*YOUR OBJECTIVE*. The material below should be written out in full and exactly; pictures stay out of the copy.

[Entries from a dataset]
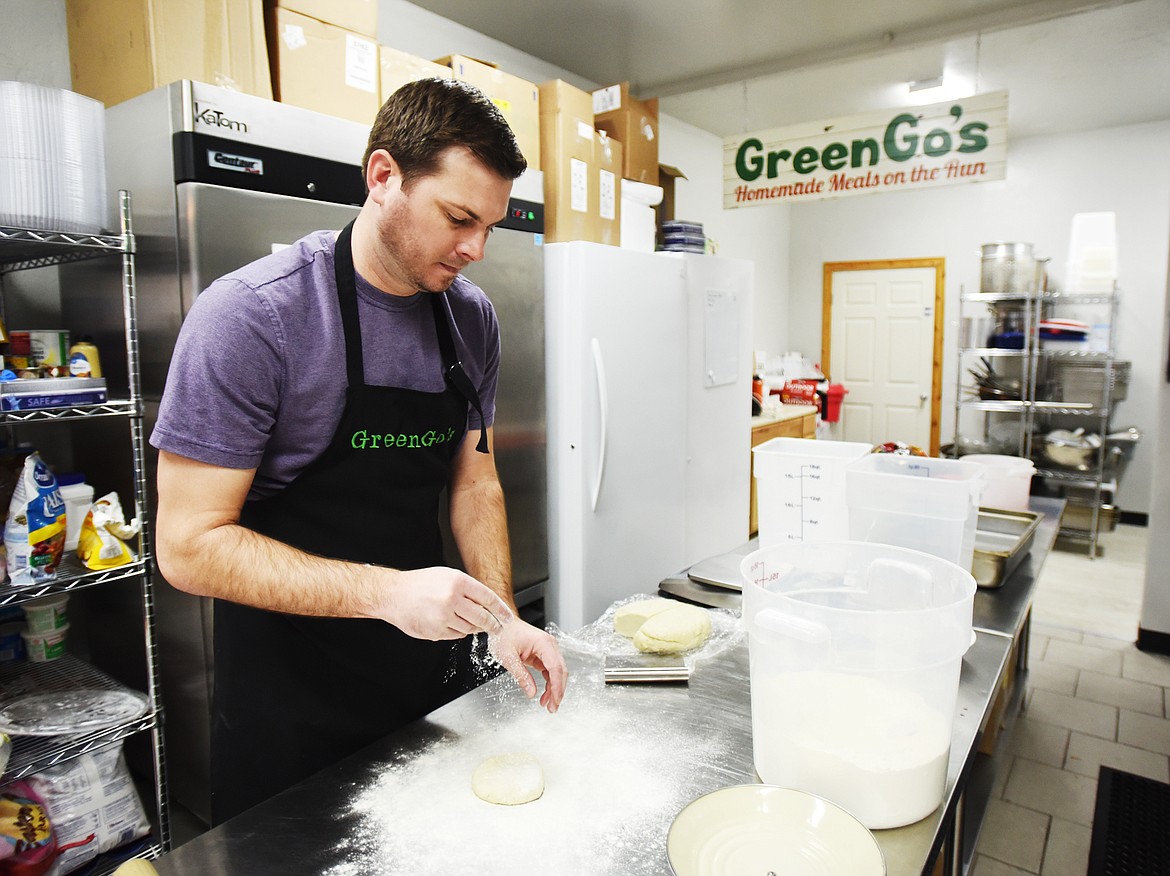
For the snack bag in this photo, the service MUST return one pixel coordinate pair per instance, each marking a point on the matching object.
(28, 845)
(102, 543)
(35, 532)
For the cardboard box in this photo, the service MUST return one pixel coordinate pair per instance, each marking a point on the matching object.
(570, 172)
(400, 67)
(518, 101)
(607, 154)
(634, 125)
(122, 48)
(357, 15)
(50, 393)
(665, 209)
(323, 67)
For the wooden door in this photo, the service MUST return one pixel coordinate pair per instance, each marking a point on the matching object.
(882, 329)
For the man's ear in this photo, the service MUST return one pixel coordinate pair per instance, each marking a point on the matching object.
(383, 174)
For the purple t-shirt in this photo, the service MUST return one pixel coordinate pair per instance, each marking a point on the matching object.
(257, 377)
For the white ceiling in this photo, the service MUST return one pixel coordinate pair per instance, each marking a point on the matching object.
(735, 66)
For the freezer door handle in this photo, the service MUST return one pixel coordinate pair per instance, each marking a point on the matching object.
(603, 409)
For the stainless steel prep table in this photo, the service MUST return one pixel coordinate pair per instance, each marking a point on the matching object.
(301, 830)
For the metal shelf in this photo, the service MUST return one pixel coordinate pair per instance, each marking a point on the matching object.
(71, 576)
(998, 297)
(34, 753)
(1074, 297)
(1030, 367)
(115, 407)
(25, 248)
(28, 248)
(992, 352)
(1000, 407)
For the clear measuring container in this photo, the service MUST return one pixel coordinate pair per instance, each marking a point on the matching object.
(800, 489)
(855, 652)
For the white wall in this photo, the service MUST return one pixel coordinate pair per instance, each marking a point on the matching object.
(1048, 180)
(1156, 595)
(759, 235)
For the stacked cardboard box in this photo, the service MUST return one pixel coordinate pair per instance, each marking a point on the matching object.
(122, 48)
(357, 15)
(582, 169)
(634, 124)
(518, 101)
(321, 66)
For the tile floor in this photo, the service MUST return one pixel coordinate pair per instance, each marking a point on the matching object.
(1091, 699)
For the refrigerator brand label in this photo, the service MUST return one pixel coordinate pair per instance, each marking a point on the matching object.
(215, 118)
(240, 164)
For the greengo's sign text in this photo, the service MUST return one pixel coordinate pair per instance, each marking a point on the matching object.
(948, 143)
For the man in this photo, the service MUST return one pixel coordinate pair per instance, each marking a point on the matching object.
(315, 409)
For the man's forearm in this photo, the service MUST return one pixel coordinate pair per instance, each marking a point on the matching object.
(479, 523)
(234, 563)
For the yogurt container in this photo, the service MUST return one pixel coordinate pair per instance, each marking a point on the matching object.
(45, 647)
(47, 614)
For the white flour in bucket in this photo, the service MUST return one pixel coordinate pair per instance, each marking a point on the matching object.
(876, 750)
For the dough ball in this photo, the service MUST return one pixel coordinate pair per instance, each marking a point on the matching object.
(509, 779)
(632, 615)
(679, 629)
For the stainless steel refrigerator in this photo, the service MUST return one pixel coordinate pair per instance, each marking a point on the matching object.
(219, 179)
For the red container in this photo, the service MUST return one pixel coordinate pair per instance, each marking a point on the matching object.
(833, 397)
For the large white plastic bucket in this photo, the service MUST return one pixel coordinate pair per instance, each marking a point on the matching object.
(800, 489)
(917, 502)
(855, 652)
(1007, 480)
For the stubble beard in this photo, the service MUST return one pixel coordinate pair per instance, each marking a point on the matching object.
(403, 253)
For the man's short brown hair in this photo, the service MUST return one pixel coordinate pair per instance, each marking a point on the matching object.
(425, 118)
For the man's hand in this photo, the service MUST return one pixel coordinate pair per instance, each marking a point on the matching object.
(521, 645)
(440, 602)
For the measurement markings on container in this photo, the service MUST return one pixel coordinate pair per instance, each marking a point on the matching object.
(810, 497)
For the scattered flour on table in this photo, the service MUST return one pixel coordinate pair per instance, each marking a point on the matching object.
(614, 779)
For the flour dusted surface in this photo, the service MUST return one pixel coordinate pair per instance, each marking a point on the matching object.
(616, 774)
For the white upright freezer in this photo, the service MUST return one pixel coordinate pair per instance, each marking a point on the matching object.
(648, 368)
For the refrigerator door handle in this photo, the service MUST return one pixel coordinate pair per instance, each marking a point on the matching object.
(604, 409)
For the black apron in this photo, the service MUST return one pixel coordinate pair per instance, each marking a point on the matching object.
(295, 694)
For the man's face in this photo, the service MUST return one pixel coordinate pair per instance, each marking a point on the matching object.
(436, 225)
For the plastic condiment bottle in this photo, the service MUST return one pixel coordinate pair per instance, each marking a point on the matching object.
(83, 359)
(78, 496)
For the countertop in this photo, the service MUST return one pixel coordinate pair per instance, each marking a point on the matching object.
(619, 763)
(780, 413)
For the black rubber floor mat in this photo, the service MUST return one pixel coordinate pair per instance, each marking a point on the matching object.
(1130, 826)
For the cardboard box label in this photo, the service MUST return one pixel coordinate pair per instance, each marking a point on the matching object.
(606, 99)
(607, 185)
(294, 38)
(360, 63)
(578, 174)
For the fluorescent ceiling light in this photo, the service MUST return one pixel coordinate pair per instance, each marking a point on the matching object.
(926, 84)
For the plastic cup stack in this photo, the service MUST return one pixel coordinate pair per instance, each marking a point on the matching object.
(52, 159)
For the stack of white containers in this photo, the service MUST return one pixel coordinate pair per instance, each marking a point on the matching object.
(52, 159)
(823, 491)
(1092, 254)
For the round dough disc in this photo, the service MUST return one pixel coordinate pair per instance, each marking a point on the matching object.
(675, 630)
(509, 779)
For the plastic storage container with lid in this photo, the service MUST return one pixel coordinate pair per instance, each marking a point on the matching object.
(855, 652)
(1007, 480)
(800, 489)
(917, 502)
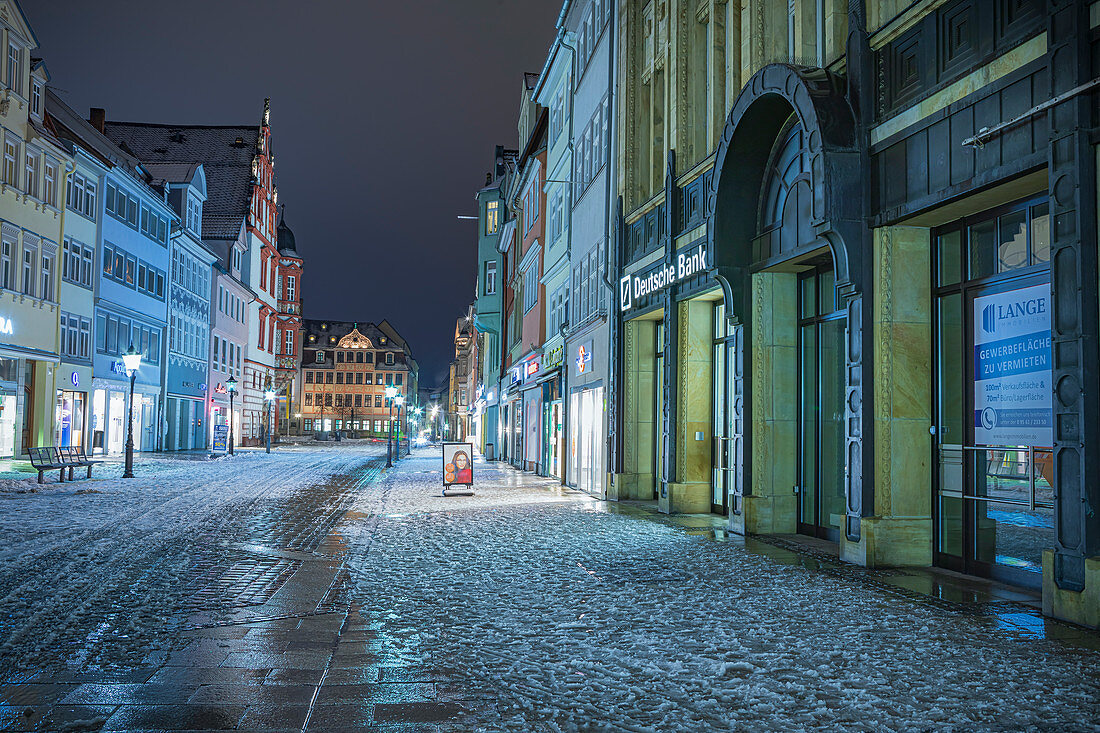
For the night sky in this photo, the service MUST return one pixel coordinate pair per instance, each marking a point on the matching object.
(384, 117)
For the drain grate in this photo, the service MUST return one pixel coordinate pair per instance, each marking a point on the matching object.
(251, 581)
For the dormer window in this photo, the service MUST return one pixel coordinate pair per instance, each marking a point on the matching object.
(195, 215)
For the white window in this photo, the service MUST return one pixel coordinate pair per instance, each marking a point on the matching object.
(14, 75)
(195, 215)
(80, 195)
(7, 248)
(10, 157)
(30, 264)
(491, 277)
(492, 217)
(31, 173)
(50, 189)
(530, 285)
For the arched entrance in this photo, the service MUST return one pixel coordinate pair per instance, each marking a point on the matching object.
(783, 214)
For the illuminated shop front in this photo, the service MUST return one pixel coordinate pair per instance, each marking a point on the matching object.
(587, 435)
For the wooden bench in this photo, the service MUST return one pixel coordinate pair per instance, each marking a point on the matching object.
(77, 459)
(48, 459)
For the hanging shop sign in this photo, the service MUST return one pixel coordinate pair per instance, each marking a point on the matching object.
(1012, 368)
(553, 358)
(584, 358)
(637, 286)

*FULL OUTPUT*.
For the snack bag in this photo, the service MUST return one pixel coordinate pair per instance, each marking a point on the matching object.
(28, 845)
(102, 543)
(35, 532)
For the cardboard box in this photo, the service MUST return one pixel coordinate pair per instance, each marking a point on the matching object.
(570, 172)
(400, 67)
(518, 101)
(607, 154)
(634, 125)
(122, 48)
(357, 15)
(50, 393)
(665, 209)
(323, 67)
For the wooden door in this photo, the service MUST return one pixel coordinate pair per instance, each marking a point on the matching object.
(882, 329)
For the man's ear in this photo, the service MUST return one pixel coordinate pair per instance, each marking a point on the matching object.
(383, 174)
For the purple t-shirt in this photo, the service MUST return one pixel coordinate pair per instance, each marking a point on the matching object.
(257, 377)
For the white ceiling in this photo, the service MUST return one pixel coordinate pair per instance, each marking a point on the matching object.
(735, 66)
For the freezer door handle in this photo, the service MUST return one pixel coordinate pair per instance, each marking a point on the matching object.
(603, 409)
For the stainless steel prep table in this photo, the service MUST return one pixel coordinate pair per instance, each marking a point on the matching object.
(301, 830)
For the metal shelf in this photo, the service MUST return one pixel coordinate pair per instance, each marking a point on the matching object.
(71, 576)
(998, 297)
(34, 753)
(1074, 297)
(1030, 367)
(115, 407)
(25, 248)
(28, 248)
(992, 352)
(1000, 407)
For the clear measuring container in this photo, the service MUST return one pixel coordinate pair per instance, each marking a point on the matching object.
(800, 489)
(855, 652)
For the white wall in this photo, the service MUST return one pixel coordinate pair per instance, each marking a point on the matching object.
(1048, 180)
(1156, 595)
(759, 235)
For the stacked cardboard box in this photo, the service MUST return one pixel coordinate pair per instance, each marking a point on the matching object.
(122, 48)
(357, 15)
(582, 169)
(634, 124)
(518, 101)
(321, 66)
For the tile floor in this photo, the service MUST return one pixel coordinate pair per instance, each marking a point on the matching object.
(1091, 699)
For the refrigerator brand label in this photo, the service MUST return one pixel coordinate pair per instance, each marking a point on the matching object.
(215, 118)
(240, 164)
For the greengo's sign text in this photo, the service MUST return one pixel coordinate pair per instance, each marking a point on the matching object.
(948, 143)
For the man in this photo, the service MUST return one pixel coordinate pair per instance, each marking a point on the matching object.
(315, 409)
For the man's forearm in this photo, the service MUST return one pixel coordinate pair per instance, each marking a point on the matching object.
(479, 523)
(234, 563)
For the yogurt container in this photo, the service MUST return one pixel coordinate pair per instance, each marking a point on the matching object.
(45, 647)
(47, 614)
For the white flour in bucket in this photo, the service MUST return one pixel coordinate pair per instance, each marking a point on the matching object.
(876, 750)
For the dough ball in this photo, the service MUST return one pixel coordinate pair per instance, each marking a point on the matching object.
(509, 779)
(632, 615)
(679, 629)
For the stainless steel refrigerator in this photo, the service MUST return one pixel coordinate pair per instance, each marking a point on the matching object.
(219, 179)
For the red container in this photo, the service MUST return one pixel coordinate pair per instance, each marking a point on the matching object.
(833, 397)
For the large white plastic bucket in this photo, the service MUST return one pixel coordinate pair per instance, each marking a point on the matching object.
(800, 489)
(917, 502)
(855, 652)
(1007, 480)
For the stubble beard in this photo, the service MUST return one pixel coordinate pair per instance, each marking a point on the matching object.
(403, 253)
For the man's short brown hair in this photo, the service MUST return one pixel coordinate pair per instance, each marking a point on the matching object.
(425, 118)
For the man's hand in this photo, the service MUST return one pixel coordinate pair per instance, each marking a point on the matching object.
(521, 645)
(440, 602)
For the measurement markings on container in this photo, the service MUST return one pixel coordinate pair per instance, each marking a point on the matching object.
(810, 497)
For the scattered flour on table in this photo, the service MUST return one pixel coordinate pair per instance, each marking a point on the matching object.
(614, 779)
For the flour dusted surface in this photo, the service MUST return one pixel coordinate pair per instance, each marking a point on the matching object.
(616, 774)
For the white upright freezer in this photo, the service MUST return one pixel coordinate pair per instance, each marking a point on the matching object.
(648, 368)
For the refrigerator door handle in this photo, the service MUST return one pixel coordinate pair per instance, each marking a point on the matching object.
(604, 409)
For the black apron in this photo, the service MUST return one pixel coordinate pair per instance, each marking a point on the matching object.
(295, 694)
For the man's face in this photo, the service MUST return one pixel coordinate pair per instance, each marking a point on the matching object.
(436, 225)
For the plastic condiment bottle in this photo, the service MUST return one pixel coordinate pair per instance, each marking a point on the matching object.
(83, 359)
(78, 496)
For the countertop in this photo, the service MUST return one pixel coordinate pair per instance, each marking a point on the matching object.
(619, 763)
(780, 413)
For the black rubber floor mat in this photo, the service MUST return one pixel coordinate pair per instance, each marking a point on the matching object.
(1130, 826)
For the cardboard box label in this photo, the service MUST return one pixel coordinate pair per instance, each marking a point on the matching object.
(606, 99)
(607, 185)
(294, 38)
(360, 63)
(578, 174)
For the fluorescent ceiling light in this photo, the service MUST return one pixel coordinate pair per instance, each marking a point on the matching object.
(926, 84)
For the plastic cup stack in this photo, the service MUST return one pixel coordinate pair per instance, each marking a point on the matching object.
(52, 159)
For the stack of white containers in this photo, the service MUST return one pixel coordinate pair per instance, each marking a point on the matching object.
(52, 159)
(823, 491)
(1092, 254)
For the round dough disc in this photo, the service MUST return one pixel coordinate pair per instance, each marking a point on the matching object.
(675, 630)
(509, 779)
For the plastic storage container with lid in this photo, the service MUST return one pixel coordinate pair per instance, each marking a point on the matching object.
(855, 652)
(1007, 480)
(800, 489)
(917, 502)
For the night sky in this photo, the service MUST return one pixel coordinate pair per instance, each marking a point on the matching object.
(384, 117)
For the drain grate in this photo, the service MUST return one pixel coordinate pair per instance, each marking a point on the matching object.
(251, 581)
For the dormer window in this photo, the service MUST return one pixel coordinate pair per instance, each marking a point on the matching object.
(195, 215)
For the white window in this photo, the service MUST return one pixel coordinate pair per instance, each marking a point on the matching object.
(14, 75)
(195, 215)
(80, 195)
(7, 248)
(10, 157)
(30, 264)
(491, 277)
(492, 217)
(31, 173)
(50, 189)
(530, 285)
For the arched entrance in this photo, the service MUST return one pixel coordinate pair per instance, each marking a point on the matching object.
(783, 214)
For the illuminated shop front in this photo, the service MUST return one pixel coordinate pair per instance, each marking a point on the matching object.
(587, 435)
For the wooden bench in this photo, the service MUST return one pixel coordinate pair per instance, each marking a point on the matching object.
(77, 459)
(48, 459)
For the hanging shop sign in this photo, the service MUST return one pixel coordinate pair per instance, each marking a point on the matching object.
(1012, 368)
(553, 358)
(584, 358)
(637, 286)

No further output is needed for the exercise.